> **PASSAGE GIVEN**:
______

- 1974 Spain single sleeve

Single by Lynyrd Skynyrd

from the album Second Helping
- B-side: "Take Your Time"
- Released: June 24, 1974
- Recorded: June 1973
- Genre: Southern rock; country rock; blues rock;
- Length: 4:43
- Label: MCA
- Songwriters: Ed King; Gary Rossington; Ronnie Van Zant;
- Producer: Al Kooper

Lynyrd Skynyrd singles chronology
| "Don't Ask Me No Questions" (1974) | "Sweet Home Alabama" (1974) | "Free Bird" (1974) |

Audio sample
- Sweet Home Alabamafile; help;

Live video
- "Sweet Home Alabama" on YouTube

= Sweet Home Alabama =

1974 single by Lynyrd Skynyrd

"Sweet Home Alabama" is a song by American rock band Lynyrd Skynyrd, released on the band's second album Second Helping (1974). It was written in response to Neil Young's songs "Southern Man" and "Alabama", which the band felt blamed the entire Southern United States for slavery; Young is name-checked and dissed in the lyrics. It reached number eight on the Billboard Hot 100 chart in 1974, becoming the band's highest-charting single.

The song remains a staple in Southern and classic rock, and, along with "Free Bird", is arguably the band's signature song.

==Background and recording==
None of the three writers of the song were from Alabama; Ronnie Van Zant and Gary Rossington were both born in Jacksonville, Florida, while Ed King was from Glendale, California. In an interview with Garden & Gun, Rossington explained the writing process: "I had this little riff. It's the little picking part and I kept playing it over and over when we were waiting on everyone to arrive for rehearsal. Ronnie and I were sitting there, and he kept saying, 'play that again'. Then Ronnie wrote the lyrics and Ed and I wrote the music."

The introductive signature riff, prevalent throughout the song, was written and played by Ed King.

"Sweet Home Alabama" was written in answer to two songs by Neil Young, "Southern Man" and "Alabama", because the songs "took the entire South to task for the bloody history of slavery and its aftermath." "We thought Neil was shooting all the ducks in order to kill one or two," said Ronnie Van Zant at the time. The lyrics to "Sweet Home Alabama" include the following lines:

Well, I heard Mister Young sing about her
Well, I heard ol' Neil put her down
Well, I hope Neil Young will remember
A Southern man don't need him around anyhow

In Young's 2012 autobiography Waging Heavy Peace, he commented on his song: "My own song 'Alabama' richly deserved the shot Lynyrd Skynyrd gave me with their great record. I don't like my words when I listen to it. They are accusatory and condescending, not fully thought out, and too easy to misconstrue."

______

> **ENTRIES SUPPLIED**:
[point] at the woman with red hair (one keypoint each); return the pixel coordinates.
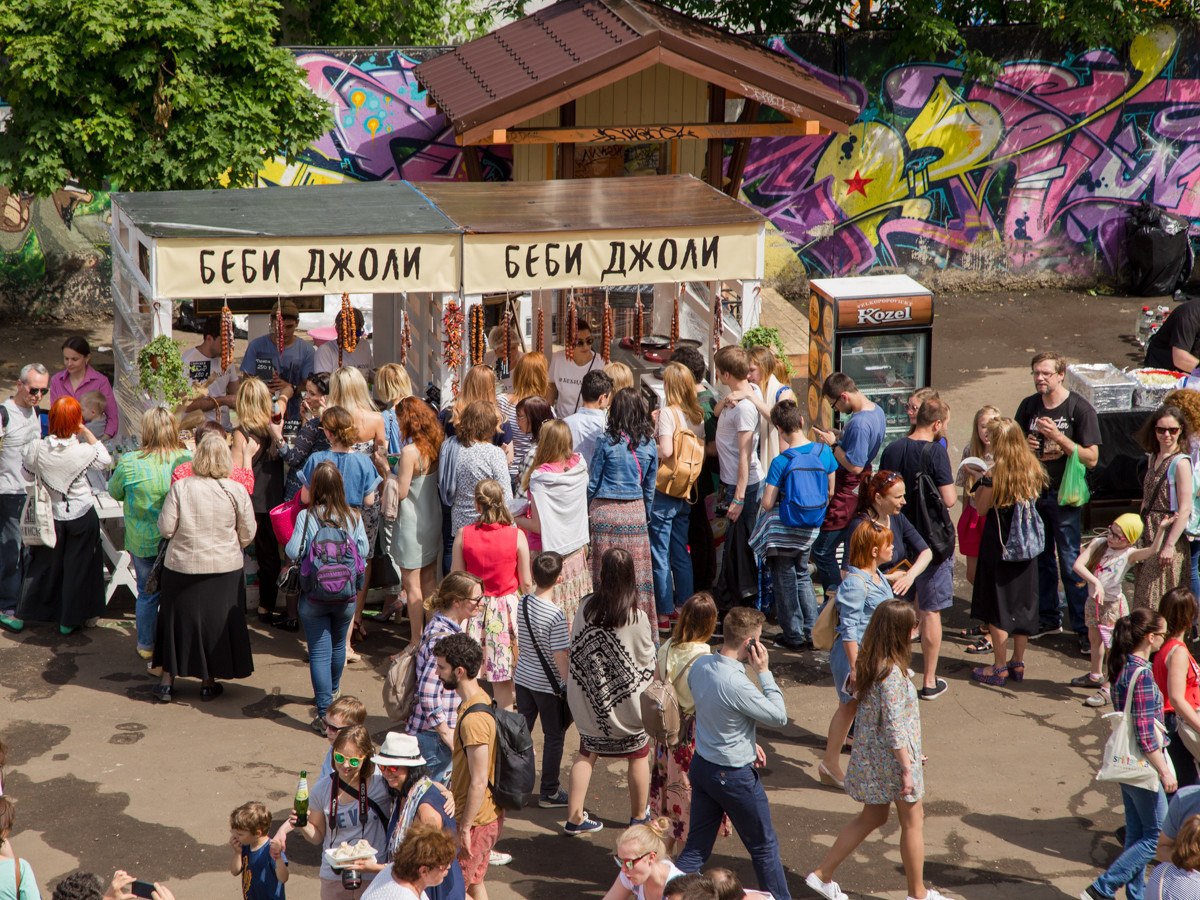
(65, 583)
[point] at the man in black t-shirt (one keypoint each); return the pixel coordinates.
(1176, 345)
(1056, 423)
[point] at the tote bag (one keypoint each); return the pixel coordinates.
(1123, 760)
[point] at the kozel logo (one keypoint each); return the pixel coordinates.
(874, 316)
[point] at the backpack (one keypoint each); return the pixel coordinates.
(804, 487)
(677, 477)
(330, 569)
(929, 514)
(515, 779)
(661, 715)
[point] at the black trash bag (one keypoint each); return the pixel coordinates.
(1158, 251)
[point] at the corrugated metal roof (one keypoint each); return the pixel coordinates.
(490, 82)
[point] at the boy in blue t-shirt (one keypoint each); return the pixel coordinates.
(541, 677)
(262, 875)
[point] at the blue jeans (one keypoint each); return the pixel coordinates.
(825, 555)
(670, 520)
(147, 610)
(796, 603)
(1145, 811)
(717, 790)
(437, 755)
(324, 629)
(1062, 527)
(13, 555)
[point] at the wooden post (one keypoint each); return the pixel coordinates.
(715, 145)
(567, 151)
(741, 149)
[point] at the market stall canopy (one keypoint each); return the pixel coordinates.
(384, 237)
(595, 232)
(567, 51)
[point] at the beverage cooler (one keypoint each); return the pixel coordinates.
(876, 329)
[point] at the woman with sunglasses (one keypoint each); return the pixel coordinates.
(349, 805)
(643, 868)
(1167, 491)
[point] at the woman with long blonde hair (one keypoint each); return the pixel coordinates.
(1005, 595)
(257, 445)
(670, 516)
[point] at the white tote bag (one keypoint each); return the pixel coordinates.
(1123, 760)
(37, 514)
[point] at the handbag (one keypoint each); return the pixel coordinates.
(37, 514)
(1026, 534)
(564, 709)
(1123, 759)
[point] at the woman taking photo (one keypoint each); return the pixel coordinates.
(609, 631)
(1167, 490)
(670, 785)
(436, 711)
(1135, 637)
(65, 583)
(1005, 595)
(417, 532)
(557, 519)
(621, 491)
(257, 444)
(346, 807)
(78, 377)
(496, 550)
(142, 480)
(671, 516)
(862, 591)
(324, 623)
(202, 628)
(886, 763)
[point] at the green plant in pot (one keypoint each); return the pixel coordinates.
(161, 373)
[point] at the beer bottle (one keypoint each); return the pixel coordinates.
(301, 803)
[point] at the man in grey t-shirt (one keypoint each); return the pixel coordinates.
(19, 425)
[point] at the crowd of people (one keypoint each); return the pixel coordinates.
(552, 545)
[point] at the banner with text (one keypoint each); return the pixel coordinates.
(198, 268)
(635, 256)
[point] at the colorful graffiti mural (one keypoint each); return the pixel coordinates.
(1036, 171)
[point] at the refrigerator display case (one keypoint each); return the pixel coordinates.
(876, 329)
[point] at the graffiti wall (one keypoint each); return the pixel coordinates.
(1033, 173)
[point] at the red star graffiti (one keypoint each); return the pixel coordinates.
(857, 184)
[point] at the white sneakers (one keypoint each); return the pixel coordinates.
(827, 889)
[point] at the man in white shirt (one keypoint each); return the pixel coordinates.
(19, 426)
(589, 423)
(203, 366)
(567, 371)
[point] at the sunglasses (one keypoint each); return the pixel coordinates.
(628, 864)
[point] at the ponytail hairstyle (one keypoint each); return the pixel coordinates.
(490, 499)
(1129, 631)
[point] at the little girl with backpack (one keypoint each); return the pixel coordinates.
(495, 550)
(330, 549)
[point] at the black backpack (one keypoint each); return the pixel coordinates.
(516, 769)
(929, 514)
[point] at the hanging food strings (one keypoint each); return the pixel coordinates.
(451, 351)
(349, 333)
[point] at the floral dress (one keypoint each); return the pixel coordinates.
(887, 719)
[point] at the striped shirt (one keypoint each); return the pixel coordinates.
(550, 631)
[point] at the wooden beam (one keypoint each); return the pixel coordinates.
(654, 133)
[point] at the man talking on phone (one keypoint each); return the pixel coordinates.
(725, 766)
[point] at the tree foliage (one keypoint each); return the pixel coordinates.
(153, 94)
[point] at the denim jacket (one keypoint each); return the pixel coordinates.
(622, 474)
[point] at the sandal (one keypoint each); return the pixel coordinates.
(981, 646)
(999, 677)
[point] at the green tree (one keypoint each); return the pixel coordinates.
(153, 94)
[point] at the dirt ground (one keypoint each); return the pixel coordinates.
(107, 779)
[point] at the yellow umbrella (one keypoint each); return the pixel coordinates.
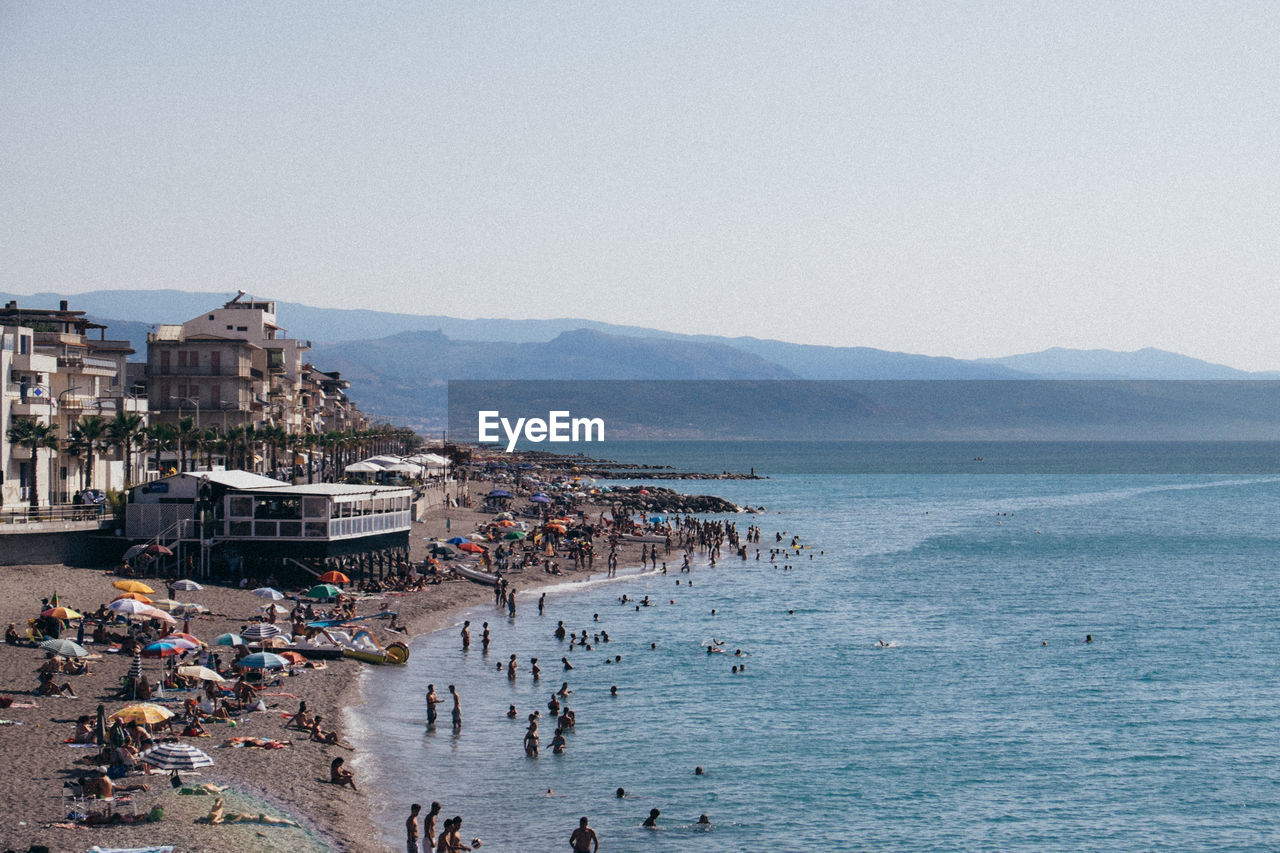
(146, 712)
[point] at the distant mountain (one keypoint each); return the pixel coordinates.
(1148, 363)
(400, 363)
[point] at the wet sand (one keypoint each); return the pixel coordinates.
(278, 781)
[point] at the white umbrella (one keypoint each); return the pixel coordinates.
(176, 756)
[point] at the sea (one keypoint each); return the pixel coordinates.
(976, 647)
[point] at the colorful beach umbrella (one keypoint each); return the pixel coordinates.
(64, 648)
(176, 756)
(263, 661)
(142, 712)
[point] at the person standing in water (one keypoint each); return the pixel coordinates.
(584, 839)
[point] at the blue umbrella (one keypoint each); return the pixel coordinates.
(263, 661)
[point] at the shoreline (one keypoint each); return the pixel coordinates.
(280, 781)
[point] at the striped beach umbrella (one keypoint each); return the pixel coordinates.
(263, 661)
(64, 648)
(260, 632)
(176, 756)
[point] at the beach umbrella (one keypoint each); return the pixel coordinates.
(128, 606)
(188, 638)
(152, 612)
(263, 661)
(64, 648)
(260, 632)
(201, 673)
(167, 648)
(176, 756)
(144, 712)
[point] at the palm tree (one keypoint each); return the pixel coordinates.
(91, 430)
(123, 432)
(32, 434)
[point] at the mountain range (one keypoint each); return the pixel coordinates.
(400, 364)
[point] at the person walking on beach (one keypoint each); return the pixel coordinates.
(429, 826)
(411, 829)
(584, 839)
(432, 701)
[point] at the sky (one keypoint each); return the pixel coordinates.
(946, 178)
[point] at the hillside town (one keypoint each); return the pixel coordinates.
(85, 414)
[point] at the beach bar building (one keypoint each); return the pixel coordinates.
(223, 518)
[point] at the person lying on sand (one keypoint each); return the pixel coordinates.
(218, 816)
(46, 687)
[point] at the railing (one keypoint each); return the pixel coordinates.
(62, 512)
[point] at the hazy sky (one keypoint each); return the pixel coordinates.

______

> **BRIEF 1**:
Which lines of the listing contain the word "blue"? Copy each of them.
> **BRIEF 2**:
What comes next in the article about the song "Sweet Home Alabama"? Continue it from its last sentence.

> **TASK RESPONSE 1**:
[point] at the boy in blue t-shirt (one keypoint each); return the pixel coordinates.
[point] at the blue jeans (one keypoint each); return the pixel coordinates.
[point] at the blue umbrella (one keypoint each); return the pixel coordinates.

> **TASK RESPONSE 2**:
The basic track was recorded with guide lead vocals, Ed King's lead guitar, Leon Wilkeson's bass, and Bob Burns' drums. The final lead vocals from Van Zant, along with Rossington and Collins' rhythm guitars and Powell's piano were added later.

==Release==
"Sweet Home Alabama" was a major chart hit for a band whose previous singles had "lazily sauntered out into release with no particular intent." The hit led to two television rock show offers that the band declined. In addition to the original appearance on Second Helping, the song has appeared on numerous Lynyrd Skynyrd compilations and live albums.

Record World called it the group's "most commercial single entry so far." The song was parodied and mocked by Warren Zevon in "Play It All Night Long," a song from his 1980 album Bad Luck Streak in Dancing School. It inspired the title and plot of the film Sweet Home Alabama. In September 2007, Alabama governor Bob Riley announced that the phrase "Sweet Home Alabama" would be used to promote Alabama state tourism in a multimillion-dollar ad campaign. In 2009, the state of Alabama began using the phrase as an official slogan on motor-vehicle license plates, and Riley noted that the song is the third most-played that refers to a specific destination.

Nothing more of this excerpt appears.